**** Extrait du texte
Le mont des philosophes
Mons philosophorum
Zoran Perowanowitsch
Une représentation centrale du rosicrucianisme c`est le Mont de la philosophie qui se trouve dans
l`ouvrage «Les figures secrètes des Rose-Croix». La considération suivante tente de suivre pas à
pas le cheminement d`apprentissage chrétien dans les figures et symboles de cette carte paysagère
de la vie intérieure.
Mons Philosophorum, mont des philosophes, figure secrète des Rose-Croix,
Altona 1785/88, réédition Berlin 1919, p.11
Devant le mur
Le mont est entouré d`un mur, qui sépare le domaine d`évolution en extérieur et intérieur. Devant le
mur, on voit trois personnages qui symbolisent les énergies de l`âme : penser (à gauche), vouloir (à
gauche vers l`intérieur), et sentiment (à droite). Entre eux cabriole un lièvre les idées qui
vagabondent encore arbitrairement de-ci de-là, qui changent d`une direction à l`autre. Cette
agitation intérieure laisse les énergies de l`âme agir en désordre les unes sur les autres. Si
l`arbitraire de la vie représentative se calme, les composantes de l`âme se différencient et entrent au
service du Je, qui apparaît dans l`homme nu. Ainsi comprend-on les gestes déférents des trois
personnages devant l`homme, qui sur la voie de sa purification a déposé ses vieux « vêtements ». Il
a rendu serviables les énergies de l`âme. Les exercices donnés par Rudolf Steiner, qui commencent
par le contrôle des idées (lièvre) et la rétrospective quotidienne, servent à atteindre une relation
objective avec sa personne individuelle et correspondent à ce niveau d`apprentissage.
Si l`image continue de se révéler, on remarque que rien n’est accessoire. Ainsi les personnages à
l`extérieur de gauche et de droite portent des pantalons jaunes, alors que celui de gauche à
l`intérieur porte un pantalon blanc. Le jaune passe pour être attribué à la qualité active du Soleil,
alors que le blanc symbolise les qualités passives de la Lune. On indique ainsi que le penser et le
sentir sont toujours plus actifs, la volonté devient plus passive et afflue plutôt de l`extérieur. En
outre les yeux du personnage de gauche (penser) sont bandés, ce qui renvoie au fait qu`il doit
renoncer à une vie personnelle qui se détourne du Je.
Derrière le mur
À droite, à côté de l`homme, nous revoyons le lièvre dans l`ombre, et à gauche, une poule qui couve
en pleine lumière, près de l`eau. Le penser et vouloir se tenant à disposition, ressurgit à gauche,
sous l`image du lièvre en tant que vertu spirituelle d`attention. La vie des sensations purifiée se
transforme, à droite, dans la vertu d`âme de la poule couvant, le don de soi. Ces deux qualités sont
le préalable à l`évolution intérieure de tout un chacun. Les énergies du don de soi de la poule
doivent être intensifiées jusqu`à l`humilité, sans laquelle un développement supérieur n`est
absolument pas possible.
********
**** Données fournies
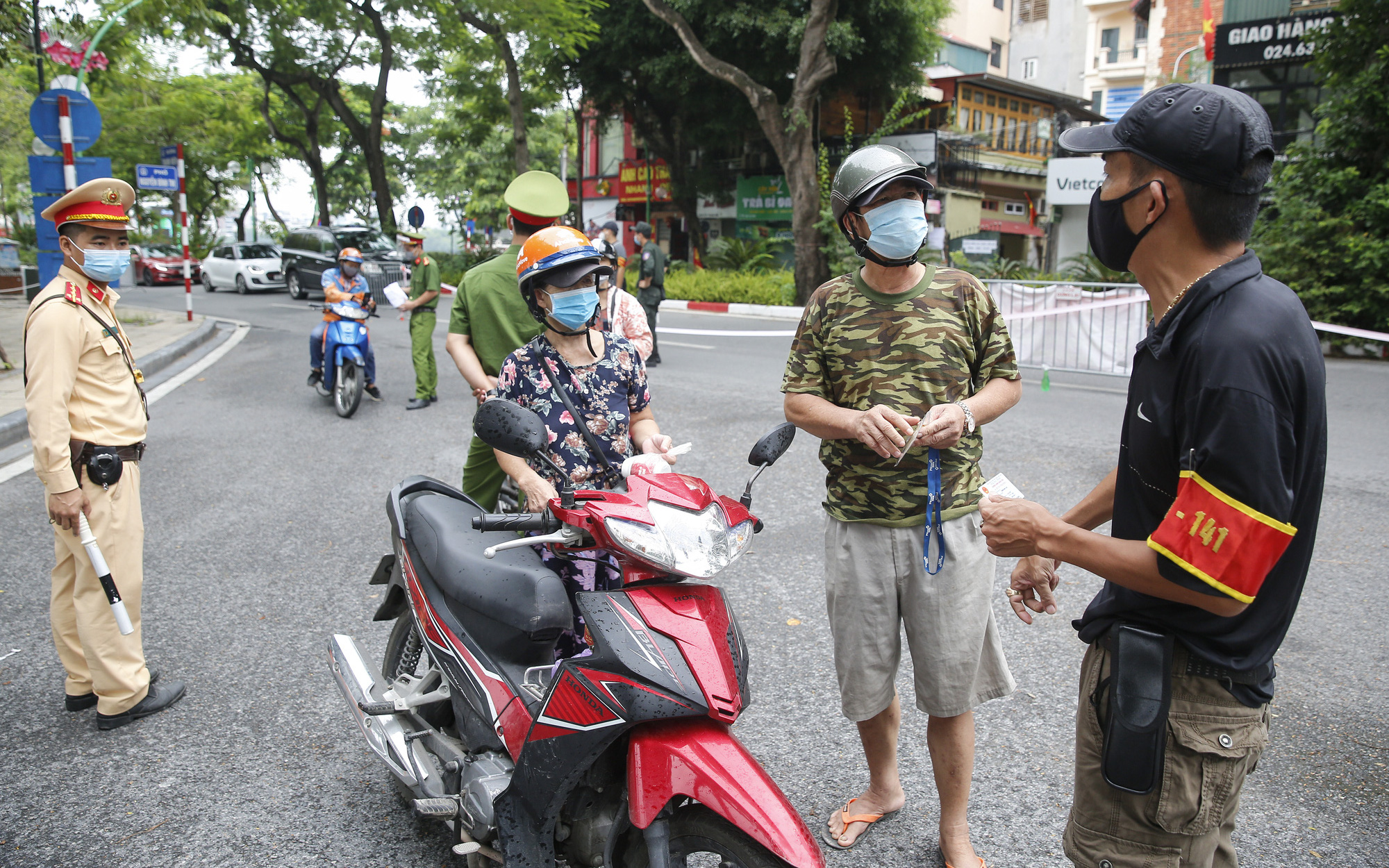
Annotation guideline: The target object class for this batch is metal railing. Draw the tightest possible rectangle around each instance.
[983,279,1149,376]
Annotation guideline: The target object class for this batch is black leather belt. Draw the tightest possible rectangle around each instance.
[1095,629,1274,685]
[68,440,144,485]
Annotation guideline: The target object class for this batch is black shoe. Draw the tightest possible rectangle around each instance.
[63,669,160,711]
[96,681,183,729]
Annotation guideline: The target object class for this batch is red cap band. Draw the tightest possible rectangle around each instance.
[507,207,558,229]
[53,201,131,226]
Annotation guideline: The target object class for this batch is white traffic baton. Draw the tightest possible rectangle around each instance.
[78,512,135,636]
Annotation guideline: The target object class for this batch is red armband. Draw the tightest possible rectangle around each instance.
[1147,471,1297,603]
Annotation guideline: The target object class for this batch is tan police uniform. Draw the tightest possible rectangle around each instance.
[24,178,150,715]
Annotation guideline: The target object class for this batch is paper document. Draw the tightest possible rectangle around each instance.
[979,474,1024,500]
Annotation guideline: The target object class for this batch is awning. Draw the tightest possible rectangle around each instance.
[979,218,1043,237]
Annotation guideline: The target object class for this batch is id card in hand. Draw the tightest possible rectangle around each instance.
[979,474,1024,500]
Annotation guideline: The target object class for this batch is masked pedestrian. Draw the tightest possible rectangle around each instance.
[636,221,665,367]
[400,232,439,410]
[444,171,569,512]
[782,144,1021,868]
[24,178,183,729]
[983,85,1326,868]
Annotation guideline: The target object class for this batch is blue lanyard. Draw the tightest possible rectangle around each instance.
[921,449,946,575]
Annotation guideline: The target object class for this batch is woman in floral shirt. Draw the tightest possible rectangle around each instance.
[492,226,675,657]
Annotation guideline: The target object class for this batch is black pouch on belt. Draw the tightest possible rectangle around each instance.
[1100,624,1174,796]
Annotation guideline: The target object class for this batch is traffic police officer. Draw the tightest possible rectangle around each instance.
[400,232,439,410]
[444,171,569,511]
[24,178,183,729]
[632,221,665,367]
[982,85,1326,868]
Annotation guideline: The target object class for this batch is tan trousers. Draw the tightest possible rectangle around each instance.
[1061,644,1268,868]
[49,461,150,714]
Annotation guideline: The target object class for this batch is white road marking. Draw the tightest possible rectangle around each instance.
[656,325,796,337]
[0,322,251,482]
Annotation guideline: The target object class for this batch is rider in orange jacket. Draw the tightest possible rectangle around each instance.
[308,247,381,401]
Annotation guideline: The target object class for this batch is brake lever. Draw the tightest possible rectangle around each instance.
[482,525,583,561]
********
Consignes:
a) Dans le texte sur le mont des philosophes, résumez sous forme de liste le paragraphe qui commence par « Si l`image continue de se révéler », sans perdre ses faits principaux.
b) Relevez toutes les lignes des données qui contiennent le mot « white ».

Réponses:
a)
- Dans l'image, aucun détail n'est accessoire.
- Les personnages extérieurs, à gauche et à droite, portent un pantalon jaune. Celui de gauche, à l'intérieur, porte un pantalon blanc.
- Le jaune se rattache à la qualité active du Soleil, le blanc aux qualités passives de la Lune.
- Cela montre que le penser et le sentir deviennent toujours plus actifs. La volonté devient plus passive et vient plutôt de l'extérieur.
- Le personnage de gauche, qui représente le penser, a les yeux bandés. Il doit renoncer à une vie personnelle qui se détourne du Je.

b)
Annotation guideline: The target object class for this batch is white traffic baton. Draw the tightest possible rectangle around each instance.
Annotation guideline: The target object class for this batch is white road marking. Draw the tightest possible rectangle around each instance.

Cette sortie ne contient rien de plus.